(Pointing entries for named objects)
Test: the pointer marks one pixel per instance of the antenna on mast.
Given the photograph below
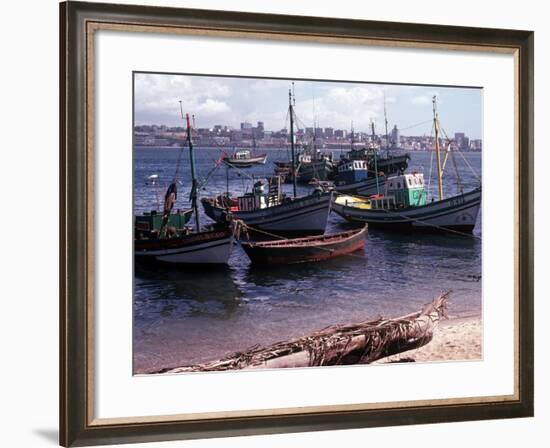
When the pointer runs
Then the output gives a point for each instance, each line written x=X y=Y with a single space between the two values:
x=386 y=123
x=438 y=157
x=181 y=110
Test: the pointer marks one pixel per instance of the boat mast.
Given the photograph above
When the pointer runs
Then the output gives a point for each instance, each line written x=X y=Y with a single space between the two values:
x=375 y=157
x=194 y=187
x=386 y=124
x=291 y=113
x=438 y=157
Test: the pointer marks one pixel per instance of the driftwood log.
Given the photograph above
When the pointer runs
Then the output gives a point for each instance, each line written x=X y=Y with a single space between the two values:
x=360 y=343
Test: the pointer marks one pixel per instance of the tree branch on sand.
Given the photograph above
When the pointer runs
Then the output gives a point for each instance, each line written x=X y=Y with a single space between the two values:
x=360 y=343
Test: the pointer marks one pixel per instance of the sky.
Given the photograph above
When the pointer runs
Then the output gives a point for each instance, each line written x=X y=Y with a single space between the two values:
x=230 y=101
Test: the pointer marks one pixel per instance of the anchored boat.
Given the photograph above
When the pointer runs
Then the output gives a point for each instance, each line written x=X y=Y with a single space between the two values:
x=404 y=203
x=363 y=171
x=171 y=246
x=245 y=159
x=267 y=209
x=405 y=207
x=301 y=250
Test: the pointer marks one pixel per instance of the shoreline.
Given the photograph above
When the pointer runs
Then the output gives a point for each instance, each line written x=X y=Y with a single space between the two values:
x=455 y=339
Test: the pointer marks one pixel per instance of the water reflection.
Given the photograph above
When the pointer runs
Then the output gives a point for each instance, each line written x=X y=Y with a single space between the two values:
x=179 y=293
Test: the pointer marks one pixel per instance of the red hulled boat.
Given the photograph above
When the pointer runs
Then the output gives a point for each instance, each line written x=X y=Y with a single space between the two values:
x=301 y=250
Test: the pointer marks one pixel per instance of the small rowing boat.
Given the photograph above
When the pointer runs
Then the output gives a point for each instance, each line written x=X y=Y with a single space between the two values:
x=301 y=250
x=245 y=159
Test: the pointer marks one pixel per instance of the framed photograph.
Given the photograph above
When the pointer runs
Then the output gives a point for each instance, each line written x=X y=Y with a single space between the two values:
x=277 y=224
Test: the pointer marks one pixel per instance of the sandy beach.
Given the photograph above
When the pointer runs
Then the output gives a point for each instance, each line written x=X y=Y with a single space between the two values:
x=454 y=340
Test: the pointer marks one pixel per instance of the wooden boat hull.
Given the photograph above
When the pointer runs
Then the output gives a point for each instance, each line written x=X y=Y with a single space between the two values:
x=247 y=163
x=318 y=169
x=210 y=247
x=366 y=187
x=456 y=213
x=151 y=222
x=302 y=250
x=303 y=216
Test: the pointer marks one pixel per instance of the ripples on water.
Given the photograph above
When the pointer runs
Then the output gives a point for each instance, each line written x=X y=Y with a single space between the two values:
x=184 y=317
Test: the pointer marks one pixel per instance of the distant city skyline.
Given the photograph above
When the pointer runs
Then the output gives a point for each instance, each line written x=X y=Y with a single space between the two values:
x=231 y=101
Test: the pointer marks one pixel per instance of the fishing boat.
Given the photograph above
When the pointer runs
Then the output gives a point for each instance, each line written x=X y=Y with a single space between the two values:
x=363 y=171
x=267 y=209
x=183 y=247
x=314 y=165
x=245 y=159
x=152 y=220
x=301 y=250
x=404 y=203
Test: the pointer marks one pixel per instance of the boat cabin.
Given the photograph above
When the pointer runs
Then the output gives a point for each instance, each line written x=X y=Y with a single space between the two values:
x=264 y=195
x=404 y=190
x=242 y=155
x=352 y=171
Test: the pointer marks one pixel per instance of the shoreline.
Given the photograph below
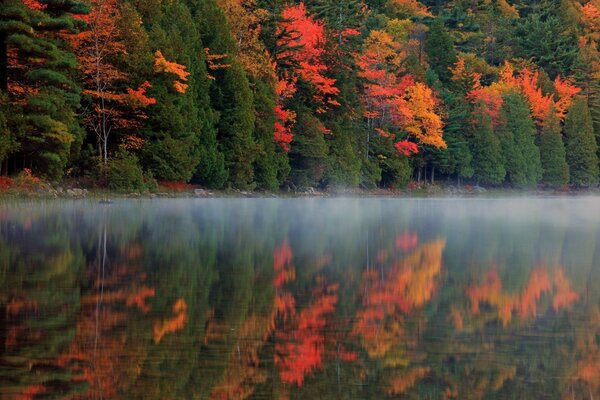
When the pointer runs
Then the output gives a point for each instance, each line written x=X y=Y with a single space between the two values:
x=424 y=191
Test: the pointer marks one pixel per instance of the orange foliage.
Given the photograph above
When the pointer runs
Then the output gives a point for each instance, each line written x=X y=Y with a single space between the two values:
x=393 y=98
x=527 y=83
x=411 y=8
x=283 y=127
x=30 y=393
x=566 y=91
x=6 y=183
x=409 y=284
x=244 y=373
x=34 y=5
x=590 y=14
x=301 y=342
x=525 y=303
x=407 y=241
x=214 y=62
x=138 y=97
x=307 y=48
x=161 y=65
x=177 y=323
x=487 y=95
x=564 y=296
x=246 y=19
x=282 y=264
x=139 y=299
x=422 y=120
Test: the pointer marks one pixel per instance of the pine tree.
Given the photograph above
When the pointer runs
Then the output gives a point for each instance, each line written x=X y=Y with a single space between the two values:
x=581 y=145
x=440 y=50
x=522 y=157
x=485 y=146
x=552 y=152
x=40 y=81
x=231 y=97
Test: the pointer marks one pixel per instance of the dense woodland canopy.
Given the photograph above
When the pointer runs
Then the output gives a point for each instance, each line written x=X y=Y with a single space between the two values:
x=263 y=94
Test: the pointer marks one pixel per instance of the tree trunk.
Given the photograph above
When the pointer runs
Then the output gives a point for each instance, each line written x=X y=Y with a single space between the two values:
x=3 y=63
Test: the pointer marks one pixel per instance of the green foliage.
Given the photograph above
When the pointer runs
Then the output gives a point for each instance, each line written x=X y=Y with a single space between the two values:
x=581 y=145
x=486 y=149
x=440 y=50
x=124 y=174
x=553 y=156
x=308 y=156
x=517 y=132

**Given exercise**:
Convert the lines of the records into a Markdown table with the columns Row and Line, starting at the line containing "Test: the pointer marks one pixel per instance of the water" and ending at the line containing "x=277 y=224". Number each row and omit any blank lines.

**Final result**:
| Row | Line |
|---|---|
| 1 | Test: the pointer marks one pixel per instance of the water reflection. |
| 2 | Given the photograph above |
| 3 | When the pointer runs |
| 4 | Then the output gives a point for each instance, each line written x=X y=Y with a single space between the two values: |
| 5 | x=179 y=293 |
| 6 | Test: the pointer marks one pixel per instance of the red hulled boat. |
| 7 | Given the photograph above |
| 8 | When the pointer runs |
| 9 | Then the output gives a point for each instance, each line written x=X y=Y with a single space between the two values: |
| 10 | x=301 y=250 |
| 11 | Test: the pointer marks one pixel per instance of the small rowing boat. |
| 12 | Given the photograph above |
| 13 | When the pointer runs |
| 14 | Then the output gives a point for each instance, each line written x=X y=Y with a single space between the two values: |
| 15 | x=301 y=250 |
| 16 | x=245 y=159 |
| 17 | Test: the pointer marks one pixel per instance of the framed photograph. |
| 18 | Given the photograph above |
| 19 | When the pointer runs |
| 20 | Then the output gives a point for each instance, each line written x=X y=Y with a single space between the two values: |
| 21 | x=277 y=224 |